Text passage:
++++++++

In the ROC analysis of the Alvarado score for histopathological results, the area under the curve was 0.744, and the cut-off value for the Alvarado score was 6. The sensitivity and specificity values for this threshold were 0.830 and 0.537, respectively. The ROC curve is shown in Figure 1. For an Alvarado score ≥6, the accuracy was 78.99%, with true-positive and true-negative results of 283 (91.9%) and 29 (33.3%) respectively.
Figure 1.

Receiver operating characteristic (ROC) curve of the Alvarado score for histopathological results.
In the selection of variables for the ML model, the importance of variables and their effect on the outcome variable were evaluated using the InfoGain and GainRatioAttributeEval tests (Fig. 2). When variable importance and clinical relevance were evaluated in combination, the model consisted of the variables neutrophil count, WBC, NLR, PNR, appendiceal diameter, neutrophil percentage, WNR, total bilirubin, and CRP. As a result, 10 variables (nine independent variables and one dependent [pathology]) were included in the overall model, and ML analyses were performed using these variables.

++++++++

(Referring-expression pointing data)

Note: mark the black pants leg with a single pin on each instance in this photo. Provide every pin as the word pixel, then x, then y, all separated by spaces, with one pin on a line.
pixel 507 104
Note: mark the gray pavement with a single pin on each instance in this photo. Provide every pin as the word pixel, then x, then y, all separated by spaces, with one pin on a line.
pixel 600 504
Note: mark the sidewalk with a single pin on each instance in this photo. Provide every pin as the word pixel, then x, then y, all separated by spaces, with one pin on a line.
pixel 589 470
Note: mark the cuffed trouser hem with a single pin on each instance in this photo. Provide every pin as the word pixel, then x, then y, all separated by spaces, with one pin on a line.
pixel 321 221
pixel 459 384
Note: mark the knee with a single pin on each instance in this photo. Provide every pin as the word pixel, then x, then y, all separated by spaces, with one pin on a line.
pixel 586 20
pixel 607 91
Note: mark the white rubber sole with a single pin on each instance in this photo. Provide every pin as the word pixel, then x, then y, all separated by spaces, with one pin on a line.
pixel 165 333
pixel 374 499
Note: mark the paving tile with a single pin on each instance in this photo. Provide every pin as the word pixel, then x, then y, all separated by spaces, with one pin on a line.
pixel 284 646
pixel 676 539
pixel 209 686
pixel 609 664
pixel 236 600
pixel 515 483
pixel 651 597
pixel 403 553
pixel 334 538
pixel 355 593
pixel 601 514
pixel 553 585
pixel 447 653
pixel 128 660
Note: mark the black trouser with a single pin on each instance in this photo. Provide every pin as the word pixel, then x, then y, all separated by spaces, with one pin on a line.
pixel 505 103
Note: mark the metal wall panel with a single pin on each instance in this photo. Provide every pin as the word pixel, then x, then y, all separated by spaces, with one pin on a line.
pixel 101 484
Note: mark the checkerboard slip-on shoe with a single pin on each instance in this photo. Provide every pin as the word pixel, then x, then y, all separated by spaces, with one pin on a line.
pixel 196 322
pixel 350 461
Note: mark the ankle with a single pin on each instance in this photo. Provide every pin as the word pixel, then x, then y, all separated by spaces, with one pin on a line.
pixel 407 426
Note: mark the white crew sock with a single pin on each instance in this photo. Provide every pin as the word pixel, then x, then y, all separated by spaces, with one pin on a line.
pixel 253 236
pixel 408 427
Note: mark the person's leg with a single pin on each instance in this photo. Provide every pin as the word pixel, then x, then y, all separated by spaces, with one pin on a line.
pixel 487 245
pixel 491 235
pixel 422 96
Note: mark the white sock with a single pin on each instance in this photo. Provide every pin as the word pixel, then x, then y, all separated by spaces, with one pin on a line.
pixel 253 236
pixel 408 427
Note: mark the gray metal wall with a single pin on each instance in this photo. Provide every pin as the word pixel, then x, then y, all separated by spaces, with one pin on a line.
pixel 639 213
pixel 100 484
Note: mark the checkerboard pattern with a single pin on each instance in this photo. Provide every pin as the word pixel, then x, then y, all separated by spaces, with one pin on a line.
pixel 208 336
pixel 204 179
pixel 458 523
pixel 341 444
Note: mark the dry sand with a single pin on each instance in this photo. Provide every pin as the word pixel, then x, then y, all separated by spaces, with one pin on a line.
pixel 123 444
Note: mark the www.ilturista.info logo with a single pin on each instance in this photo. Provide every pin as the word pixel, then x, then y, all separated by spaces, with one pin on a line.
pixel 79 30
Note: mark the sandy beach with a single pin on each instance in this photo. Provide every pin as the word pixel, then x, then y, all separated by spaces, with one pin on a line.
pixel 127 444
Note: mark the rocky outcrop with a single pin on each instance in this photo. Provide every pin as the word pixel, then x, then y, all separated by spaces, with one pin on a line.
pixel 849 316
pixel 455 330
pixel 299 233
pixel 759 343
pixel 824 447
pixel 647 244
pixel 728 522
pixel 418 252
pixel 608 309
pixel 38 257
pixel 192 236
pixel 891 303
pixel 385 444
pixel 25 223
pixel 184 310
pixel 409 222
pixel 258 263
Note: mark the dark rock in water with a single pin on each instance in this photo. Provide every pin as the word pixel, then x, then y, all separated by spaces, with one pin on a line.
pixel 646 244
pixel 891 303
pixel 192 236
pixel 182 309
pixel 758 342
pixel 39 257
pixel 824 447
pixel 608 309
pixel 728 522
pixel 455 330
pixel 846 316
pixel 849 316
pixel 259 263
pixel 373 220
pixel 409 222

++++++++

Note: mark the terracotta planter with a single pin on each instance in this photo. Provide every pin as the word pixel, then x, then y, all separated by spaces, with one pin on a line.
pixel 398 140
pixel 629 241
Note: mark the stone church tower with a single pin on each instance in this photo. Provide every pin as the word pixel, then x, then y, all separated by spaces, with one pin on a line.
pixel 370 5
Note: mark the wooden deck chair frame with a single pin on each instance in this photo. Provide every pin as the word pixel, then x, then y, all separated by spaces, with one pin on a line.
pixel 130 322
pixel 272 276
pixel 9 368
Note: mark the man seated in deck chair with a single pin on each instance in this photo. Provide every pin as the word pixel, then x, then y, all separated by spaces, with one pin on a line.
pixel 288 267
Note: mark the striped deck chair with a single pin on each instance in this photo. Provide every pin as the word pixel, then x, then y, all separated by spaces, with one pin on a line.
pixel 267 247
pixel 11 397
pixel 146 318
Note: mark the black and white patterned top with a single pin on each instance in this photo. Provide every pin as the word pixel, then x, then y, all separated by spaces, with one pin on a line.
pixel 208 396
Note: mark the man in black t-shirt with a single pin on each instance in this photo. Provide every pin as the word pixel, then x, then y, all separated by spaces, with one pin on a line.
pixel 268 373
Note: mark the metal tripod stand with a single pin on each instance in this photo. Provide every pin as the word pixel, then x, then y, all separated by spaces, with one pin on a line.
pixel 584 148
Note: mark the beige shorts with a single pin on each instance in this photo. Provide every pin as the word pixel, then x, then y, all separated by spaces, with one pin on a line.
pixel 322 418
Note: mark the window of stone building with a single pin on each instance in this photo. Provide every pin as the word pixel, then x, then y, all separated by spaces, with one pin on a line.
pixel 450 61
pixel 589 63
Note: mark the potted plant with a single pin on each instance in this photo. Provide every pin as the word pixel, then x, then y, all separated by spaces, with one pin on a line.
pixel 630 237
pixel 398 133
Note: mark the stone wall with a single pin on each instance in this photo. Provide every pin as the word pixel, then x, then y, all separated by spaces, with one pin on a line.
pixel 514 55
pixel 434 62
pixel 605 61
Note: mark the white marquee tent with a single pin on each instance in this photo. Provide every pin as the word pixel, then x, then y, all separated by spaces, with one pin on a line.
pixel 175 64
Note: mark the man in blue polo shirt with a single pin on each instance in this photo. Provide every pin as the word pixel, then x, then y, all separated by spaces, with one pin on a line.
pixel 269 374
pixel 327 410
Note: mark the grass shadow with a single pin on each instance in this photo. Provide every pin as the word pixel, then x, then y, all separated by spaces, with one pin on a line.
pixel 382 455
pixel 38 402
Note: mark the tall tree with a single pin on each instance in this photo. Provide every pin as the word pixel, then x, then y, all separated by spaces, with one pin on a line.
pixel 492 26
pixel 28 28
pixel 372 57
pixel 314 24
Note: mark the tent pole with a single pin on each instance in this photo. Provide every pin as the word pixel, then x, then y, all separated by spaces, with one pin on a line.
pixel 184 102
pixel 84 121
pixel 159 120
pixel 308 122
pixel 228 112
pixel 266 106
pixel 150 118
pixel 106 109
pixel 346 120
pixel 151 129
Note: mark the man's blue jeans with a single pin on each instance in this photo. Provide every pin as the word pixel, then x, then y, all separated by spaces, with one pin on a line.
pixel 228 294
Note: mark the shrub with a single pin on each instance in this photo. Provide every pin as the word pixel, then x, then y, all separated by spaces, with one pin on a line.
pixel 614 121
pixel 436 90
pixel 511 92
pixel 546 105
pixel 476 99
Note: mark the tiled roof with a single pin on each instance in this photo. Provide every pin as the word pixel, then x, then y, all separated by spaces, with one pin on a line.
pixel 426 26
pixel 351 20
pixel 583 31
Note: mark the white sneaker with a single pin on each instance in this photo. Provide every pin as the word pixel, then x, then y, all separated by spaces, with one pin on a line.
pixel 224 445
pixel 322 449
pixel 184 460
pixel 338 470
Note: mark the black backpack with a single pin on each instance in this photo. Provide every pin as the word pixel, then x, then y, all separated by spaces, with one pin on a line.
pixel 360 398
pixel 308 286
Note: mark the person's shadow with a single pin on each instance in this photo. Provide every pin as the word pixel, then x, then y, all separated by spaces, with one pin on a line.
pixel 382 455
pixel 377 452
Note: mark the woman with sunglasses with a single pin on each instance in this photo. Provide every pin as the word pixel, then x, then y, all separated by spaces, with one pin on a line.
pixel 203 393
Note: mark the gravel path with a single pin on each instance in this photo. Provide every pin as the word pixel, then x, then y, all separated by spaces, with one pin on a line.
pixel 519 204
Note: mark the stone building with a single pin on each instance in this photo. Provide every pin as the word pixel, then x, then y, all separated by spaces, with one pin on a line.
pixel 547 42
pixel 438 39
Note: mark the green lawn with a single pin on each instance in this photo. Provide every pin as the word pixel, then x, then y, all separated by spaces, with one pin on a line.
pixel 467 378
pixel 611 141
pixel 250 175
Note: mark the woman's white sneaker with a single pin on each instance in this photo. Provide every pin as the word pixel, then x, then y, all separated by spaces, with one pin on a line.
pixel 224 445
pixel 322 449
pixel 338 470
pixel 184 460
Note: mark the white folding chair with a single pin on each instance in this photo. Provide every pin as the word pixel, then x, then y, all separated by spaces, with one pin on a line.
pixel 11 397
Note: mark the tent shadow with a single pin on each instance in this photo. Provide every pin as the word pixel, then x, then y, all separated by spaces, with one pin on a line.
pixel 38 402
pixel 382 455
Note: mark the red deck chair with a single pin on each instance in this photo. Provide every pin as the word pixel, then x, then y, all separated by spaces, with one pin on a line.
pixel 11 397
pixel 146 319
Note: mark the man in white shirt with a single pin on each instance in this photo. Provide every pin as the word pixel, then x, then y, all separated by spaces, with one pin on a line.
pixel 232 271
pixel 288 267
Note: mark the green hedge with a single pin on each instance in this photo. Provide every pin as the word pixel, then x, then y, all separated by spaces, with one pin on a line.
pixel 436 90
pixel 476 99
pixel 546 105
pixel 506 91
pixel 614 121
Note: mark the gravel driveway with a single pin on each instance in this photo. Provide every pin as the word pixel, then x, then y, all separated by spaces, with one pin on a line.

++++++++

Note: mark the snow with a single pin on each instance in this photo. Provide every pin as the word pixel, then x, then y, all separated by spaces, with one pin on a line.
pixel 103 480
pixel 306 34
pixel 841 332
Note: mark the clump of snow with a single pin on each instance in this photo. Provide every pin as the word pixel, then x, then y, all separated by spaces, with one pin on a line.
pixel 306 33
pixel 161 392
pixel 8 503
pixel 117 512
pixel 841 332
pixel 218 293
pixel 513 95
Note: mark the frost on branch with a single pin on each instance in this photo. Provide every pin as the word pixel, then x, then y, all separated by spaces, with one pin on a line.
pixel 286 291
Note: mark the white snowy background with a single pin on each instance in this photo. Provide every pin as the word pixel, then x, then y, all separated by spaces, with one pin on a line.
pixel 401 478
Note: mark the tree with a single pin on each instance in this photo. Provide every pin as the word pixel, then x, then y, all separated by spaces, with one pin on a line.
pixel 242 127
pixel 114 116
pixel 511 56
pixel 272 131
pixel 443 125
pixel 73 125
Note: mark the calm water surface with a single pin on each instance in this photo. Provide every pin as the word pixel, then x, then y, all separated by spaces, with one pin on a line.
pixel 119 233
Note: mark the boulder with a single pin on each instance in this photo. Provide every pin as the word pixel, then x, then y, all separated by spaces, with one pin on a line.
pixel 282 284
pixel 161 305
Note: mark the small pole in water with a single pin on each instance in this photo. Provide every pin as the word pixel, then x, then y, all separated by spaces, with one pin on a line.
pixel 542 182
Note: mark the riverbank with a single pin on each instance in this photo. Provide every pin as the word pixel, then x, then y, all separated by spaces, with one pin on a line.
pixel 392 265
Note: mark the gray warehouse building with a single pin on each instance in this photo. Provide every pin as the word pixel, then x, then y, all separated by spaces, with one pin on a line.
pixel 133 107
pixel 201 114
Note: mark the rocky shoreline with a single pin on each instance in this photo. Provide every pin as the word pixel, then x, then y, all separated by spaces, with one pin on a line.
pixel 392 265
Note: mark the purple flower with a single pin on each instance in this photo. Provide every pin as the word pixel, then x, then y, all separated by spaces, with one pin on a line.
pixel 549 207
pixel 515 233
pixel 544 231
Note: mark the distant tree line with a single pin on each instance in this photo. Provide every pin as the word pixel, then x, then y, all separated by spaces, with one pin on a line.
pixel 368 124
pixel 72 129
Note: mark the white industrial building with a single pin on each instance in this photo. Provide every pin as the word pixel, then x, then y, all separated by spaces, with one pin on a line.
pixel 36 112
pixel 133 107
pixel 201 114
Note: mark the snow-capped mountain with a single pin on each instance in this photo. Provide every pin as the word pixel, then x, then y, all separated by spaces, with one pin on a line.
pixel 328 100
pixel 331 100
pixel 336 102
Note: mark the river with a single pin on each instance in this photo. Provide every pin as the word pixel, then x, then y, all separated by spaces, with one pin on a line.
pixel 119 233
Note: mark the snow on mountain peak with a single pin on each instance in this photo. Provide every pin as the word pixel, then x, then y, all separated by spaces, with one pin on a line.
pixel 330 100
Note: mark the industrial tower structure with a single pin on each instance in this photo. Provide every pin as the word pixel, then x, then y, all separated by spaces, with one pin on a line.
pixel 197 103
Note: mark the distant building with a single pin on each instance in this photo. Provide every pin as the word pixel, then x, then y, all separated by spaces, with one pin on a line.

++++++++

Problem 1:
In the passage on the Alvarado score, what cut-off value did the ROC analysis give?
Problem 2:
Do the following statements agree with the passage on the Alvarado score? For each, answer yes or no and quote the words that decide it.
(a) The specificity at the Alvarado cut-off was 0.830.
(b) Variable importance was evaluated with the InfoGain and GainRatioAttributeEval tests.
(c) The overall model included nine independent variables.

Answer space 1:
6

Answer space 2:
(a) No: "The sensitivity and specificity values for this threshold were 0.830 and 0.537, respectively."
(b) Yes: "the importance of variables and their effect on the outcome variable were evaluated using the InfoGain and GainRatioAttributeEval tests"
(c) Yes: "10 variables (nine independent variables and one dependent [pathology]) were included in the overall model"